§ WHAT IS ASKED
1) Please list every person named in the passage on aesthetic experiences below.
2) Decide whether each statement agrees with the passage on aesthetic experiences below, answering yes or no and quoting the words that settle it: (a) The word "aesthetic" is the antonym of "anesthetic." (b) Central Park's natural features were native to its locale. (c) Robert Moses built scenic parkways around Boston.
3) Carry on the passage on aesthetic experiences below, starting right after its final sentence.

═════ GIVEN PASSAGE ═════

Finding adequate words to describe our visual experiences has indeed been a challenge. It is one which planners will be expected to meet. With major public funding initiatives for open space acquisition, the need for an objective aesthetic vocabulary is clearly upon us.
The Nature of Aesthetic Experiences
The word "aesthetic" is taken from the Greek and literally means "to feel." It's surprising to many that it is the antonym of "anesthetic." Aesthetics is clearly about feelings. Aesthetic planning must therefore explicitly take feelings into account.
Aesthetic experiences are emotional experiences. Their value is in our reactive feelings. Aesthetic reactions can be positive or negative. What we regard as scenic beauty is a result of emotional reactions. We recognize these feelings when presented with spectacularly dramatic scenery. Teddy Roosevelt is credited with expanding federal efforts to protect spectacular scenic locales like Yellowstone, Yosemite, Crater Lake, Mount Rainier and the Grand Canyon.
Less spectacular landscapes trigger less spectacular yet highly valued feelings. The parks created by Frederick Law Olmstead are known for their powerful impact on visitors. New York City's Central Park was the result of massive land forming - none of its natural features were native to the locale and resulted only from moving millions of tons of earth and rock, rerouting watercourses and planting countless trees. It was designed to bring the emotional experiences of the Adirondack Mountains to an urban audience who might otherwise never experience them.
In this century, Franklin Delano Roosevelt expanded on the national park system, increasing public access to scenic areas like the Blue Ridge Parkway. The feelings evoked while sightseeing were well worth the trip to countless travelers.
Robert Moses created scenic parkways around New York City. While the sights along these roadways were not unique, the feelings they inspired led to their emulation in New Jersey and other states.
Slowly, a universal appreciation of less spectacular aesthetic experiences
has emerged. We now realize that a place need not be unique or spectacular.

═════ DATA BLOCK ═════

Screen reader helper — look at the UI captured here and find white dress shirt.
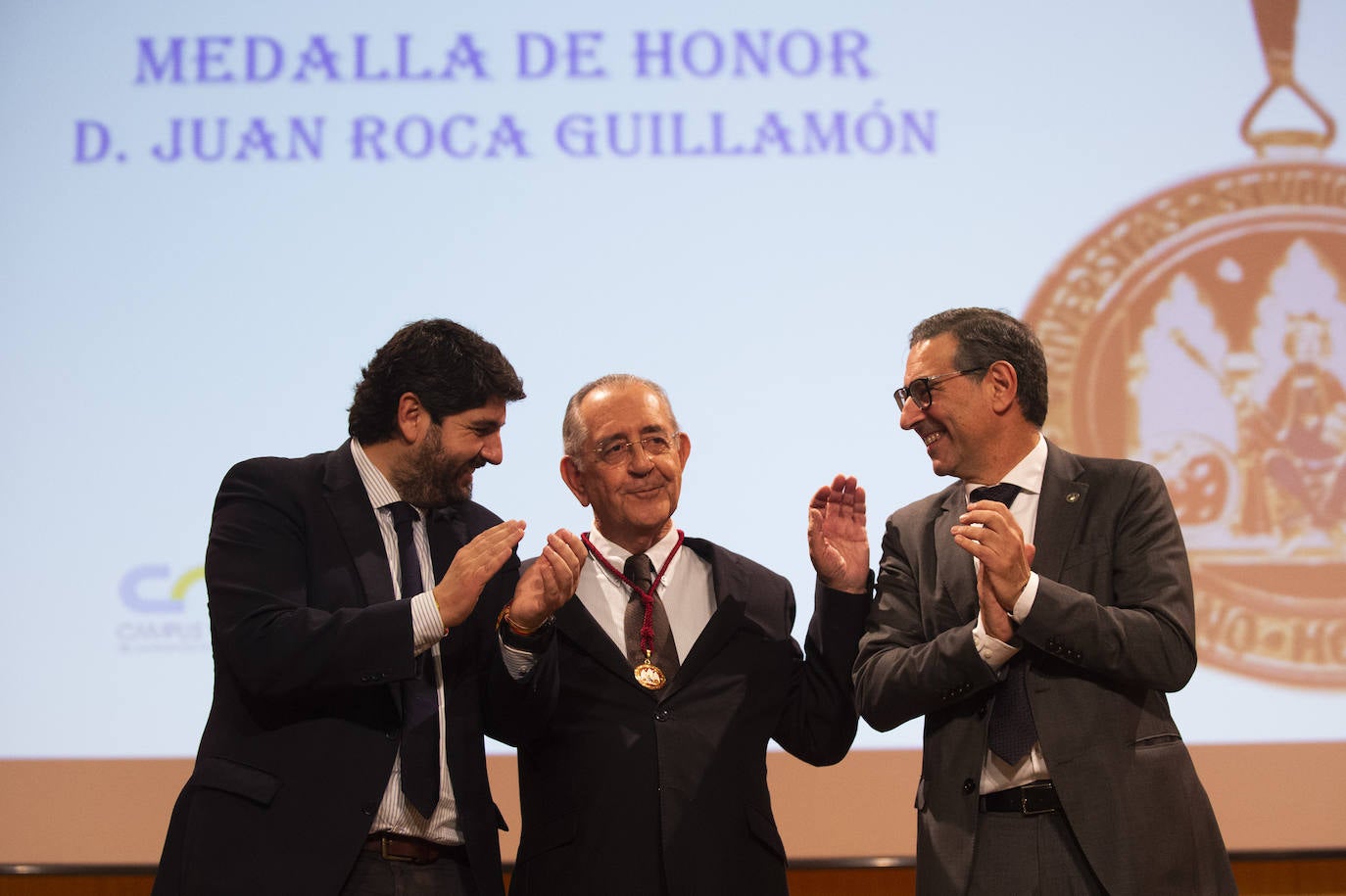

═════

§ OUTPUTS
1)
Teddy Roosevelt
Frederick Law Olmstead
Franklin Delano Roosevelt
Robert Moses

2)
(a) Yes: "It's surprising to many that it is the antonym of "anesthetic.""
(b) No: "none of its natural features were native to the locale"
(c) No: "Robert Moses created scenic parkways around New York City."

3)
Aesthetic experiences need to be more commonplace. Planners are now engaged
in preventing bucolic landscapes from being displaced by suburban sprawl
and working to restore quaint character to our downtowns and neighborhoods.
Open space planning efforts such as the Connecticut River Valley Design
Manual clearly appeal to aesthetic sensitivities on a more localized universal
scale by presenting strikingly different visions of rural to suburban transformation.
Aesthetic Perceptions
When it comes to aesthetics, it is often said that "we can tell what we like", yet do not know why. This is changing as modern neuroscience has begun to correlate feelings to specific chemical neurotransmitters that account for our physical sensations. Affect theory, an offshoot of psychology rooted in artificial intelligence, relates feelings to specific changes in stimuli.
Affect theory offers an objective way to identify and classify the feelings that constitute aesthetic experiences. The theory allows us to relate the feelings that are the aesthetic experience to changes in stimuli that comprise the visual environment. Affect theory states that feelings can be seen as a composite of thought and affect, the biochemical response to changing stimulus density gradients. It identifies nine discrete types of affect which can vary by intensity. It is this limited number of affect types and their direct correspondence to identifiable stimulus patterns that makes aesthetic analysis manageable.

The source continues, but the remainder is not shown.